** What the task asks **
Every entry needs to be printed exactly, please.

** Records for the task **

-=-=-=-=-

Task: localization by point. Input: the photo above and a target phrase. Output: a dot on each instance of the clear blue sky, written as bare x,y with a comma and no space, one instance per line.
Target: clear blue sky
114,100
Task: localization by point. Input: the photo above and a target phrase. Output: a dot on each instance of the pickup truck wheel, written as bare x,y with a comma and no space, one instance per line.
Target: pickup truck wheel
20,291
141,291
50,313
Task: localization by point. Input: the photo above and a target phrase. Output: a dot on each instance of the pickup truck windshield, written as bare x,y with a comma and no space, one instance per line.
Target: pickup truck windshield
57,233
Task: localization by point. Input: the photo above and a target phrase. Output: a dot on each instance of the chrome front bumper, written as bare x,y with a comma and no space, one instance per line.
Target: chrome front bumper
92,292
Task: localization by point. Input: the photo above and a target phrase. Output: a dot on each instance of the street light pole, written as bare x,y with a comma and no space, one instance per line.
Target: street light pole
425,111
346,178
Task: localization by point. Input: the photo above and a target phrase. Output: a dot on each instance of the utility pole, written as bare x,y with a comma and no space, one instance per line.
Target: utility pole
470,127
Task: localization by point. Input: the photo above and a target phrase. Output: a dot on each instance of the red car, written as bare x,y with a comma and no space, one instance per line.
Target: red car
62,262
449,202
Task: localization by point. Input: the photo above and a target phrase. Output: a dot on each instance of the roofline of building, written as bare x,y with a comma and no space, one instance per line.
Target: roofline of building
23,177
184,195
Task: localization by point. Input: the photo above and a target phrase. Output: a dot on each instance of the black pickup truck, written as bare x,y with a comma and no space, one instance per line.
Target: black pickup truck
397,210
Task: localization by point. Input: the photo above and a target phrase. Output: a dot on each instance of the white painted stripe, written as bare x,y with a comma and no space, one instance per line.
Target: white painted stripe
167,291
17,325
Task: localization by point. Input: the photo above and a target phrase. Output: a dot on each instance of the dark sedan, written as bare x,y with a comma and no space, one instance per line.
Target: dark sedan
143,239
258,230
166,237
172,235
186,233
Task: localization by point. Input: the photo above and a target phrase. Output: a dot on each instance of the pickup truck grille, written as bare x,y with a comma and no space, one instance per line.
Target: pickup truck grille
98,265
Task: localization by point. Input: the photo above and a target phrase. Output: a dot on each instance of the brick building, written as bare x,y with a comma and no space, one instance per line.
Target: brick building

-=-=-=-=-

** Result of this exercise **
Task: localization by point. Input: the photo above and a target phrase. Output: a dot on each instance of the clear blue sky, written as bare x,y with a comma and no space, one instance per line.
Target: clear blue sky
114,100
Task: localization by point. Input: the photo above and a target phrase. Output: a dot on each instance of the pickup truck wheel, written as bare x,y with a comma and no space, one instance per line.
Target: pickup truck wheel
20,291
141,291
50,313
Task: localization by point. Input: the photo above and a target phrase. Output: a dot on each instance of the pickup truck windshield, written as bare x,y with a comma and no space, one instance per line.
Target: pickup truck windshield
57,233
Task: localization by point. Input: the photo above and a target phrase. Output: a dot on each instance of the chrome front bumper, written as bare x,y with a comma and no space, one instance per line.
Target: chrome front bumper
92,292
Task: localization by point. Input: the photo above and a target phrase. Output: a dot on each instance of the street light pole, written as bare x,y with a comma and no space, one instance per line.
Target: street light pole
425,111
346,178
Task: localization by point. Input: the photo above and a target phrase. Output: a dot on each instance of the utility pole, written as bare x,y with a comma and no space, one instance per line.
Target: utility pole
470,127
Task: localization by point. Input: the photo above and a target phrase. Output: a dot on each instance of the red car, written as bare x,y with a comma and no space, one instance per line.
Target: red car
62,262
449,202
Task: localization by point. Input: the photo above and a target phrase. Output: a dot on each instance of the roofline of building, written as bare x,y with a comma and no space, one instance per line.
Target: roofline of building
23,177
184,195
Task: localization by point. Input: the photo above and a target phrase. Output: a dot on each instance of the black pickup truck, written as bare x,y with a comma and no space, one instance per line.
Target: black pickup truck
397,210
Task: localization by point. Input: the photo above and a target phrase. Output: a dot on each instance of the white painted stripe, written as bare x,y with a comma and no space, one instance per line.
Target: white painted stripe
167,291
17,325
Task: localization by point. Input: the photo above and a target phrase. Output: a dot on each instance of the dark sedan, written as bare x,y with a comma and no space, one instance per line.
Target: dark sedan
143,239
258,230
166,237
172,235
186,233
Task: localization by point. Input: the photo above and a target phrase. Output: a dot on each instance of the pickup truck grille, written as bare x,y with a comma and no space, one instance per line.
Target: pickup truck grille
98,265
Task: localization by point. Input: the photo above and a target phrase. Output: a dot on each instance of the brick building, written as bare x,y with a comma and no space, one instance per line.
Target: brick building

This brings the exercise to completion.